-- BEGIN Input records --

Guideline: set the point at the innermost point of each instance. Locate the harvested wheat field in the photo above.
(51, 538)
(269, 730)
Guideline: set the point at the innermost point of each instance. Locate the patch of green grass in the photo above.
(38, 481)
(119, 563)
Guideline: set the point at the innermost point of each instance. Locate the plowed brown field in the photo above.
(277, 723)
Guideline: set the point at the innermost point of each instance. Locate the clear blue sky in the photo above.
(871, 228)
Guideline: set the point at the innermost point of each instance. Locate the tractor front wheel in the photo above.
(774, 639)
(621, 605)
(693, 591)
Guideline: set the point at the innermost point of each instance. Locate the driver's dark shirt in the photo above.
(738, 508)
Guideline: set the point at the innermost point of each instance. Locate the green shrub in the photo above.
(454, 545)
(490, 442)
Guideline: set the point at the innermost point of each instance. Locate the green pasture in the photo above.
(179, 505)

-- END Input records --
-- BEGIN Input records --

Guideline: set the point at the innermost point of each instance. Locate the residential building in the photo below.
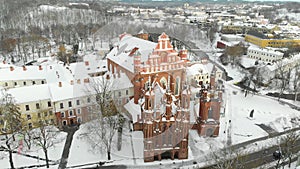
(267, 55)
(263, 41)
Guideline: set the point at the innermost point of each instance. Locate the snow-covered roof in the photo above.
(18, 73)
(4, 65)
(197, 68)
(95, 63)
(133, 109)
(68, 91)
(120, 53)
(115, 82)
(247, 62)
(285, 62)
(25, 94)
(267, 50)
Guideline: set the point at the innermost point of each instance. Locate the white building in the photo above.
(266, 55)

-- END Input records --
-- BEGIN Input records --

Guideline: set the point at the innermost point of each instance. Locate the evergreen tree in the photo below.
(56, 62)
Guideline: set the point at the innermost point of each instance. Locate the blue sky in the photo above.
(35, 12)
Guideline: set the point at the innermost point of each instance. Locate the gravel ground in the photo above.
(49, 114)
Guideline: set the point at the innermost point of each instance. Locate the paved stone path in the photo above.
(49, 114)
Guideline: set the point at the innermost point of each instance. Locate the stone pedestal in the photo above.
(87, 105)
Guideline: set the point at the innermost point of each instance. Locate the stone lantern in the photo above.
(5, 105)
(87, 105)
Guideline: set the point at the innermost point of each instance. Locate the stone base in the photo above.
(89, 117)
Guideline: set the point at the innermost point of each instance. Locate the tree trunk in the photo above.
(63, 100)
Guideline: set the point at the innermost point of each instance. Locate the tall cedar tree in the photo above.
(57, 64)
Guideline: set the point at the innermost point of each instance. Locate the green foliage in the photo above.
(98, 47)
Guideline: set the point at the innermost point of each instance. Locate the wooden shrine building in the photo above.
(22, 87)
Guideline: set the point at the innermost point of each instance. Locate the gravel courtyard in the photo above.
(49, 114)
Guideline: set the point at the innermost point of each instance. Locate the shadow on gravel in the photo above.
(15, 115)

-- END Input records --

§ **Written exercise**: Report, copied in full, each line in the entries above that contains the word "below".

§ **The answer**:
Guideline: set the point at the innermost point of each instance. Locate the residential building in the photo below.
Guideline: set the point at the innermost point of each instance. Locate the evergreen tree in the photo below.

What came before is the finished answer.